▽

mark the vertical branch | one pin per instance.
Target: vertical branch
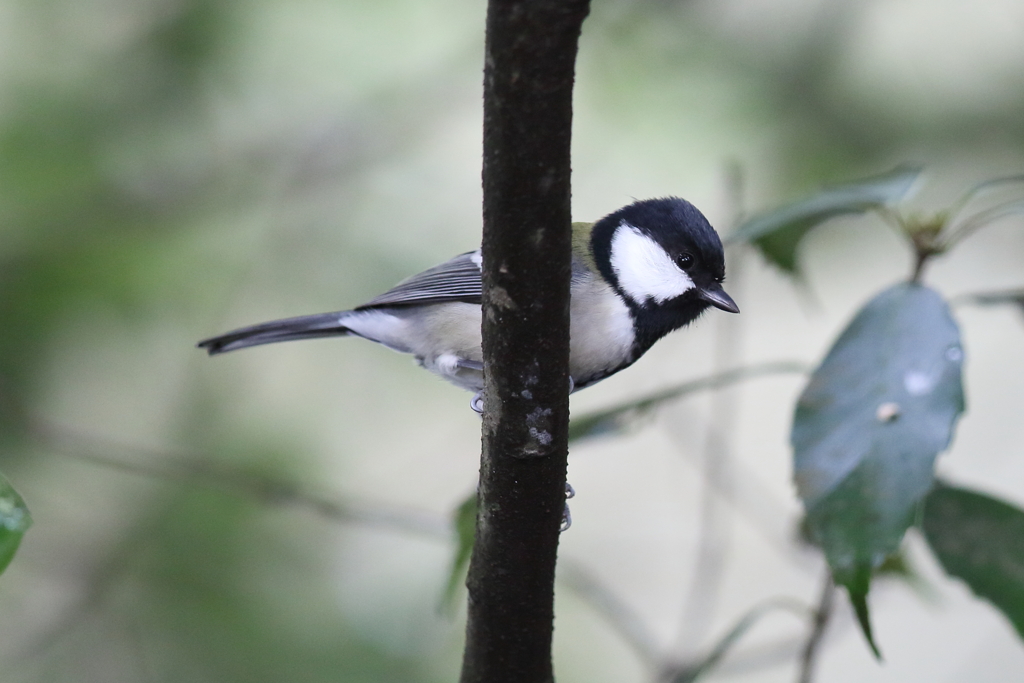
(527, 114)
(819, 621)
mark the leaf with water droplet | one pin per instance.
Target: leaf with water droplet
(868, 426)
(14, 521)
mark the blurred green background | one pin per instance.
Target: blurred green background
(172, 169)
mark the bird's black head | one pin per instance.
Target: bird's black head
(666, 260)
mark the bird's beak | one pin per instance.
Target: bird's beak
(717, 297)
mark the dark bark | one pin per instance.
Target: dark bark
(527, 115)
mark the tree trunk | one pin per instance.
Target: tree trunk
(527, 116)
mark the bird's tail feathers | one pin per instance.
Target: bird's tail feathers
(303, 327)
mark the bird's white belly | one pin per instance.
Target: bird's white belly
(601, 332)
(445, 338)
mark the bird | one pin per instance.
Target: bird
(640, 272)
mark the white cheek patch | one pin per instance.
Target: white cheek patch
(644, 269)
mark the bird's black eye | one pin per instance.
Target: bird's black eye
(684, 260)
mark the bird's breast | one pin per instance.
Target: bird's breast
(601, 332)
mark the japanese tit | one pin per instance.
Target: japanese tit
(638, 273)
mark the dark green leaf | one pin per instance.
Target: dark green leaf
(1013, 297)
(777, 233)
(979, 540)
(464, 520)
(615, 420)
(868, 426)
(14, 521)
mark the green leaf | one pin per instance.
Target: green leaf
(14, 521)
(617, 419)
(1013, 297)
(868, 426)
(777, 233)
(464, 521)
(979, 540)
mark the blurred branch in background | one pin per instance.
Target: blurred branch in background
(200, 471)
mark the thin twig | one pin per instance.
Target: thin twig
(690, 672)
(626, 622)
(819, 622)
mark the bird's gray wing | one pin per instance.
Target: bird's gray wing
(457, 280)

△

Render all of the rows above as a numbered list, omitting any blank lines and leaving the picture out.

→ **Answer to the exercise**:
1. mark the vertical branch | one pin per instance.
2. Target: vertical branch
3. (527, 114)
4. (819, 621)
5. mark the leaf with water droplet | one pin per instance.
6. Target: leaf with water droplet
7. (868, 426)
8. (14, 521)
9. mark the blurred green background | one pin per instance.
10. Target: blurred green background
11. (172, 169)
12. mark the bird's black head | one pin per instance.
13. Target: bird's black head
14. (666, 260)
15. mark the bird's beak | one pin per instance.
16. Target: bird's beak
17. (717, 297)
18. mark the dark bark | one pin per instance.
19. Target: dark bark
20. (527, 115)
21. mark the tree trunk | one pin per instance.
22. Target: tree trunk
23. (527, 116)
24. mark the bird's tail feathers | one pin per instance.
25. Target: bird's tail feathers
26. (303, 327)
27. mark the bird's white belly | one pin per instance.
28. Target: bird's white belly
29. (601, 332)
30. (445, 338)
31. mark the bird | one pin per instance.
32. Target: bird
33. (640, 272)
34. mark the white cheek patch | one pin per instance.
35. Target: white cheek patch
36. (644, 269)
37. mark the bird's black eye | one pin per instance.
38. Target: bird's black eye
39. (684, 260)
40. mark the bird's breast | one pin per instance.
41. Target: bird's breast
42. (601, 332)
43. mark the japanese tit | one pin per instance.
44. Target: japanese tit
45. (638, 273)
46. mark the dark green leaf | one pin per instance.
47. Target: dark green leaf
48. (1013, 297)
49. (777, 233)
50. (979, 540)
51. (464, 520)
52. (615, 420)
53. (868, 426)
54. (14, 521)
55. mark the green leaf | one pin per instance.
56. Target: green leaf
57. (14, 521)
58. (617, 419)
59. (1013, 297)
60. (868, 426)
61. (777, 233)
62. (464, 521)
63. (979, 540)
64. mark the blurred branch in background | one pin per instance.
65. Target: blurred branch in background
66. (200, 471)
67. mark the thin twig | one pin per instance.
68. Target: thin twig
69. (690, 672)
70. (626, 622)
71. (819, 622)
72. mark the bird's gray wing | one pin per instance.
73. Target: bird's gray wing
74. (457, 280)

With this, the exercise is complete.